==== 文書本文 ====

銀座博品館劇場にて、ミュージカル「SHOUT!」を観てまいりました。

女性5人+演奏3人による、60年代ロンドンを舞台にしたミュージカル。
一言で感想を書くのが非常に難しい作品ではありましたが、
間違いなく一見の価値はありました。

うん、楽しかったですー!とっても!

「Stylish&Cool」モデル系美女・ブルー=紫吹淳
「Domestic&Material」良妻賢母代表・オレンジ=樹里咲穂
「Sexy&Surprising」恋多き女性・グリーン=岡千絵
「Naive&Unique」キュートな個性派・レッド=入絵加奈子
「Adventurous&Enthusiastic」パワフルガール・イエロー=森口博子

いやーーーーー、この5人を集めたキャスティングディレクターに、まずは大きな拍手を送りたいです。
すごかった!!
だってもう、岡千絵さん、リカさん、樹里ちゃんの三人が、ミニスカはいて並ぶんですよ!!(壊)
しかも、リカさんはただのミニじゃないの。超ミニ

鼻血。


いやー、良いモノを見せていただきました。

 

 

 
まずは、岡・樹里の二人を従えてさえ、「超絶スタイルのモデル系」と言われて説得力のあるリカさんの凄味。
サスーン風の、っていうか60年代風のショートボブにくっきりアイラインのモードメイクがものすごく似合って、そのまま本当にファッションショーに出てきそう。一人だけモデル立ちだし、モデル歩きだし、なんだか凄くいい感じに浮いていました。

ソロ歌は、他の4人の声がパワフルすぎてちょっと……えーっと(^ ^; 元々やわらかくてぼわんと響く声なので、パワーに欠けていたのは否めません。でも、コーラスの低音でつやのある声が響いていて、素晴らしかったです。
リカさんがいたからこそ、あの難しいコーラスができたんだと思う。さすがの貫禄でした!

チラシやカーテンコールのイメージほど「主演」色のない作品でしたけれども、リカさんはリカさんの仕事をきっちりこなして、良い作品に仕上げたなーと思います。あの“超絶スタイル”は他にいないし、良い配役だったと思います。

 

 

 
樹里ちゃんは、今更何もコメントすることはありません。
主役のいない作品ですが、基本的にコーラスのリードを取るのは殆どオレンジ。これは、元々オレンジの仕事なのか、樹里ちゃんだから任されたのか、オリジナルを観たことがないのでわからないのですが…

キャラクターもキュートで可愛かったです。

====

上のミュージカル「SHOUT!」の観劇記から、「うん、楽しかったですー!とっても!」で始まり「はいて並ぶんですよ!!(壊)」で終わる部分を一字一句違えずに書き写してください。

==== 提供データ ====

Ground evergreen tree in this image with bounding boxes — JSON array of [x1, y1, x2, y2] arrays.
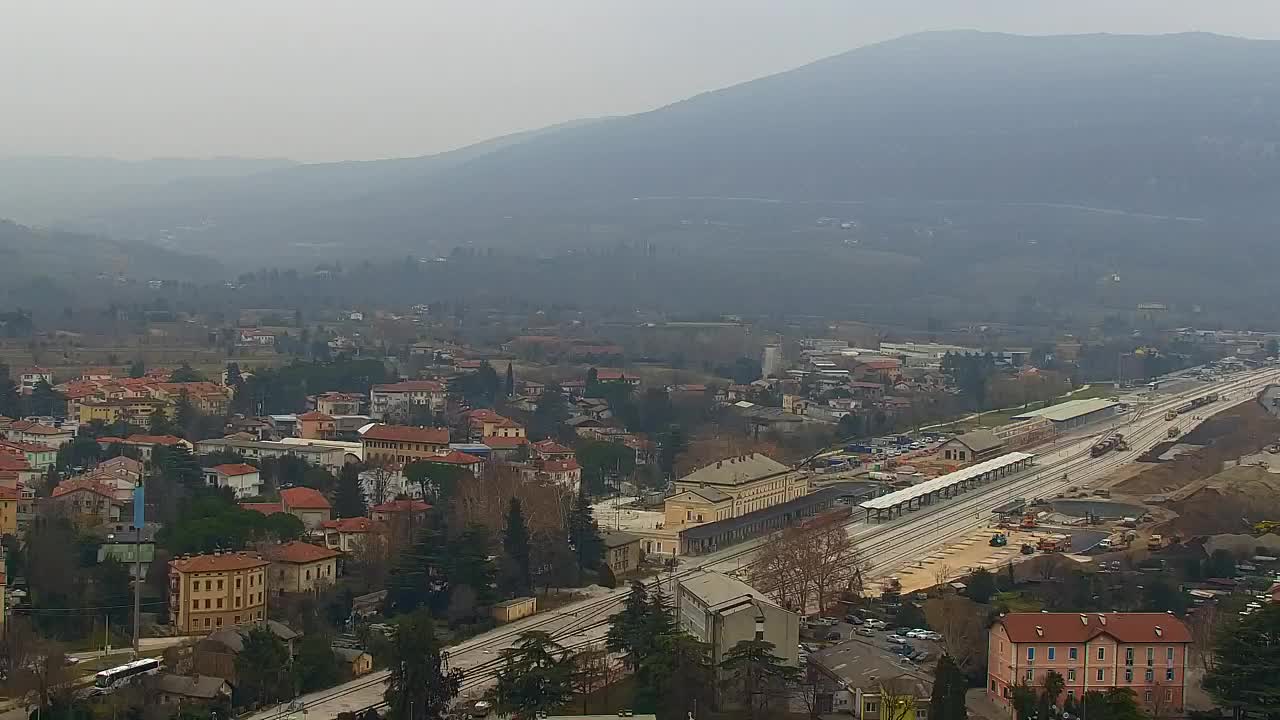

====

__本課題の結果__
うん、楽しかったですー!とっても!

「Stylish&Cool」モデル系美女・ブルー=紫吹淳
「Domestic&Material」良妻賢母代表・オレンジ=樹里咲穂
「Sexy&Surprising」恋多き女性・グリーン=岡千絵
「Naive&Unique」キュートな個性派・レッド=入絵加奈子
「Adventurous&Enthusiastic」パワフルガール・イエロー=森口博子

いやーーーーー、この5人を集めたキャスティングディレクターに、まずは大きな拍手を送りたいです。
すごかった!!
だってもう、岡千絵さん、リカさん、樹里ちゃんの三人が、ミニスカはいて並ぶんですよ!!(壊)